• [Input for this task]:
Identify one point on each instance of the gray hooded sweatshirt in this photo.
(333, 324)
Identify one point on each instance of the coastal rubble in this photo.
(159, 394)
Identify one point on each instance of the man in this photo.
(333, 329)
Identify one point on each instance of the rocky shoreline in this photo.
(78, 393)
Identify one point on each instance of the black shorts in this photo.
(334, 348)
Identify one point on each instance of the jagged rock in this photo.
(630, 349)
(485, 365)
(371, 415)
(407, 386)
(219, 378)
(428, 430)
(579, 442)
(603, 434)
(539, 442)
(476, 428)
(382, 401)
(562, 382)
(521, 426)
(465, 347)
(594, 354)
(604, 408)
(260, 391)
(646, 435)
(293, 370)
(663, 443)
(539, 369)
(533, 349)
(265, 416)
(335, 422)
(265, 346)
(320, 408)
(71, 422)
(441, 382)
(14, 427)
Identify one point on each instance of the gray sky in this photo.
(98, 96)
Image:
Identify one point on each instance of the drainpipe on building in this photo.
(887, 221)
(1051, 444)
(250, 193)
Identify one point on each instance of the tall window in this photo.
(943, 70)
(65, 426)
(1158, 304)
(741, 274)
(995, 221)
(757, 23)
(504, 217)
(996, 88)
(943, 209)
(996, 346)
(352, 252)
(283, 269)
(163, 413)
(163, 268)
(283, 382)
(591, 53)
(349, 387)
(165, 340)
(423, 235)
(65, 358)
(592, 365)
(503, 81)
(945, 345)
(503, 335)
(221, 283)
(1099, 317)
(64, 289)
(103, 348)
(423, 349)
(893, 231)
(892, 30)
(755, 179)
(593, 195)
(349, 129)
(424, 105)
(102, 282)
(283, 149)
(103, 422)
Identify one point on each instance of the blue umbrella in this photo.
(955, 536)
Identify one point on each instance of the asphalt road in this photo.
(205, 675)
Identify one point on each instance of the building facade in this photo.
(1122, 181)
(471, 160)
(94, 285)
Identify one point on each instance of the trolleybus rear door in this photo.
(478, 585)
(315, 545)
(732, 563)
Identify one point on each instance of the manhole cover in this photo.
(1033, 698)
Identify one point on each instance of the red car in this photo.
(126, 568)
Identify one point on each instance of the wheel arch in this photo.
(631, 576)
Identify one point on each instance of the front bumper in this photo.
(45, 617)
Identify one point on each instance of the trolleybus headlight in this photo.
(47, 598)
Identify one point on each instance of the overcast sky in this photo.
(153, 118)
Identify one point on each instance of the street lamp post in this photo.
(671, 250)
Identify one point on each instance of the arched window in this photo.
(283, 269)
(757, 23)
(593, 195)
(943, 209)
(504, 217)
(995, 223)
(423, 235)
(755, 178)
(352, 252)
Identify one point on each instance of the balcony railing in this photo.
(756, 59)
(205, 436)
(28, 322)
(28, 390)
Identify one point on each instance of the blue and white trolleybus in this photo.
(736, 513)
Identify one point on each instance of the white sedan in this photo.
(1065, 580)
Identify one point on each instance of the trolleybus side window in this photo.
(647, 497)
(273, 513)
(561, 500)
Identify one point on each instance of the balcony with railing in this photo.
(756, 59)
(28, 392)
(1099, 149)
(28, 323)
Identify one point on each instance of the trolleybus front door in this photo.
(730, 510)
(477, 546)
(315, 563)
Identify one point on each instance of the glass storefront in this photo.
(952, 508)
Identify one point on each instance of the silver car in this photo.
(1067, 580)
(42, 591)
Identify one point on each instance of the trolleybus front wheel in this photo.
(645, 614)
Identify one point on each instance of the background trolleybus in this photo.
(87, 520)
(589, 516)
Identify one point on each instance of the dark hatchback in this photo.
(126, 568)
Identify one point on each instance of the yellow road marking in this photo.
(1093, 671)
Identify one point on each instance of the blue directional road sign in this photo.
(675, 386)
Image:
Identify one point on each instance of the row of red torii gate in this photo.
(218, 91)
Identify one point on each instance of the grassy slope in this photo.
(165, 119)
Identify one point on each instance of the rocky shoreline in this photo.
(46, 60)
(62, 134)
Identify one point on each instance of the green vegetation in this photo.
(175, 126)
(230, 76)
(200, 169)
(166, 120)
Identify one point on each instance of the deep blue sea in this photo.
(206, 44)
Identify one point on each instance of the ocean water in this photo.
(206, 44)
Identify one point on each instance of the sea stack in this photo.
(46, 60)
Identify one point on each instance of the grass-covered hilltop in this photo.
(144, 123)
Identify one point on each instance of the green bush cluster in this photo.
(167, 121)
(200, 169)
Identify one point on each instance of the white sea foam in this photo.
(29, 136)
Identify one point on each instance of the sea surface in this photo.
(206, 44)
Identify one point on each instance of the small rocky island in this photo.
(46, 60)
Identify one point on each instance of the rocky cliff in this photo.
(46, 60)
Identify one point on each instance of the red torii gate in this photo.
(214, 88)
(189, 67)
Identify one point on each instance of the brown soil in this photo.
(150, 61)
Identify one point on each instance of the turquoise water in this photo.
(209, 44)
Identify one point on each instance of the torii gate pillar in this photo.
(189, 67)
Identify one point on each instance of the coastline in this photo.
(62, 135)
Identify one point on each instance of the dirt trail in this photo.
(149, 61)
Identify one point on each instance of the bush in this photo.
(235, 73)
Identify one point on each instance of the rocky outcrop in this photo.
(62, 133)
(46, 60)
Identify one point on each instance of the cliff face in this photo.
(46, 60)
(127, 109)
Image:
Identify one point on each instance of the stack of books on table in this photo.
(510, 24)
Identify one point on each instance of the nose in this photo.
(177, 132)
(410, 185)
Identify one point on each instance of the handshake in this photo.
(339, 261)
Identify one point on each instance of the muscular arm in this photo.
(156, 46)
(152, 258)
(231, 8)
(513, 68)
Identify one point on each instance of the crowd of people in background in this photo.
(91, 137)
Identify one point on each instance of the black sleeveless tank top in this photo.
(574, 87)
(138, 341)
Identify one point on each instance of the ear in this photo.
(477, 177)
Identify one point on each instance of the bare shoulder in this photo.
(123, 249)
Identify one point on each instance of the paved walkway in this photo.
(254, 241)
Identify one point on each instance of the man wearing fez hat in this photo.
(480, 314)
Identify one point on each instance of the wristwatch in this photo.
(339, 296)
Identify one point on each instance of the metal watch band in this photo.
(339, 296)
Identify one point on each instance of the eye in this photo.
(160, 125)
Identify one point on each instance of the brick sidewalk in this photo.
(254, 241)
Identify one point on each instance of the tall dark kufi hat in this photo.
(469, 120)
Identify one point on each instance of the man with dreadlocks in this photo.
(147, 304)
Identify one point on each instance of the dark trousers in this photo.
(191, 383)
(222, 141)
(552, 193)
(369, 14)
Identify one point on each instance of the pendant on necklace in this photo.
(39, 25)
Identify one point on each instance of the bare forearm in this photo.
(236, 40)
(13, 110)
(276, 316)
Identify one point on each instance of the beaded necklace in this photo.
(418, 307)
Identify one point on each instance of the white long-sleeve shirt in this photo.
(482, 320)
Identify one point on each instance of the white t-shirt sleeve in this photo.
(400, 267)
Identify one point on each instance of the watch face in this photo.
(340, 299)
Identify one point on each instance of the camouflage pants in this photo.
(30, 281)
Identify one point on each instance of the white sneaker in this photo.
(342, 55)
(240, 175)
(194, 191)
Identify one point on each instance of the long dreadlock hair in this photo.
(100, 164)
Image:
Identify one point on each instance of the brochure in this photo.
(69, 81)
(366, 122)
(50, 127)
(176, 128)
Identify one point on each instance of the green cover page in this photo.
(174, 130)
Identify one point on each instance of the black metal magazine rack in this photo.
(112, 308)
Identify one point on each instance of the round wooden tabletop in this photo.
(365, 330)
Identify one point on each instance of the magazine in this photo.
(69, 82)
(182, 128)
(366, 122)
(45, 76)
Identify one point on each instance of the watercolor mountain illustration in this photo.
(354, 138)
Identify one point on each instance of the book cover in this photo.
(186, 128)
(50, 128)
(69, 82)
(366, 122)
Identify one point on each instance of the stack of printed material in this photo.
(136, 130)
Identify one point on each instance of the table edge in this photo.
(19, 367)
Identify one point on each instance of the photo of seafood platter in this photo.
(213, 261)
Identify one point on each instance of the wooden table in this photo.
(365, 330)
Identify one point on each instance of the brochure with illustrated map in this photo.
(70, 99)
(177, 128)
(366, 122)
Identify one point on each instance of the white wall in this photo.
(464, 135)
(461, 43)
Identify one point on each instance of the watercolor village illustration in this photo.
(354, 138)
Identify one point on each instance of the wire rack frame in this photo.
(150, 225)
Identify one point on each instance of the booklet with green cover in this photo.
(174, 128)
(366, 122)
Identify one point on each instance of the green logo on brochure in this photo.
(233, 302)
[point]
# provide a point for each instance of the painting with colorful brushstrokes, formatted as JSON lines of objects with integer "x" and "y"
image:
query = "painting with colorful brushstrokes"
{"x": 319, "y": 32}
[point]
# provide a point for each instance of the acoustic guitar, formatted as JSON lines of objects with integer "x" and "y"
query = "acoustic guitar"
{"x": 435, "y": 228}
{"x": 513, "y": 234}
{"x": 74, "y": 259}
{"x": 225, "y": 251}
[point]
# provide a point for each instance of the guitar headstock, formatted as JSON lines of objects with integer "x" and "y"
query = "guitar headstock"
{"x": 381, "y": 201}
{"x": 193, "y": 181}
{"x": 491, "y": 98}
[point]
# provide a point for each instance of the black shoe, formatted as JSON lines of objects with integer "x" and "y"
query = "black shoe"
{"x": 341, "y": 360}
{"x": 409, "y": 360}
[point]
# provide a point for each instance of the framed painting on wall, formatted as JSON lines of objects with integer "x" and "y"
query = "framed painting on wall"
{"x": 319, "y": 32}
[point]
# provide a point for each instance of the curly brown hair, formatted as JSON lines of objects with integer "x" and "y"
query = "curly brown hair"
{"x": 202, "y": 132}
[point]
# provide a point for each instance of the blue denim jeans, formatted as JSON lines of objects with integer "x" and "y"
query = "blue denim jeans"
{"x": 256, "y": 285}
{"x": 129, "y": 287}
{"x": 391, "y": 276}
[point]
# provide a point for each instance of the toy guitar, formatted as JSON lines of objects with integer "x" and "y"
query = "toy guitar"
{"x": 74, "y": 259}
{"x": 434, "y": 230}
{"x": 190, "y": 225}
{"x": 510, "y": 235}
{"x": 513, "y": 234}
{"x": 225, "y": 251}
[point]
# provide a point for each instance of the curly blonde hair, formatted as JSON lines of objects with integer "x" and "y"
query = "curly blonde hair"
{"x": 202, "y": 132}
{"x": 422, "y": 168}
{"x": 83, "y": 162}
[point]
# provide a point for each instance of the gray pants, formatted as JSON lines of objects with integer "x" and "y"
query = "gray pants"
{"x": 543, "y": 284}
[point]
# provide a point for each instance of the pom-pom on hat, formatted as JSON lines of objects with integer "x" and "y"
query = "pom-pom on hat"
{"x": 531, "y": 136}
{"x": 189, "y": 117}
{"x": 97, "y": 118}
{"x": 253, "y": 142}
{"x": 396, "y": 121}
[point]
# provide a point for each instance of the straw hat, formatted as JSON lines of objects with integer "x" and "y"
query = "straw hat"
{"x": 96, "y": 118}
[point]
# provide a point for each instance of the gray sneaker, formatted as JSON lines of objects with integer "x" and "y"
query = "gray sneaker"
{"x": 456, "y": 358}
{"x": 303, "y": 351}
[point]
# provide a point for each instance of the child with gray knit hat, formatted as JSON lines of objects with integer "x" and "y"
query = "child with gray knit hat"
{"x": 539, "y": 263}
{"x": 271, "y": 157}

• [What is required]: Set down only the lines above that fall between the line holding "# provide a point for each instance of the straw" and the line holding "gray sneaker, formatted", inclusive, keeping each exact.

• [Response box]:
# provide a point for each instance of the straw hat, formatted as JSON lines of objects with integer "x" and "y"
query = "straw hat"
{"x": 96, "y": 118}
[point]
# provide a point for each instance of the gray sneaker, formatted as JSON lines of objects with integer "x" and "y"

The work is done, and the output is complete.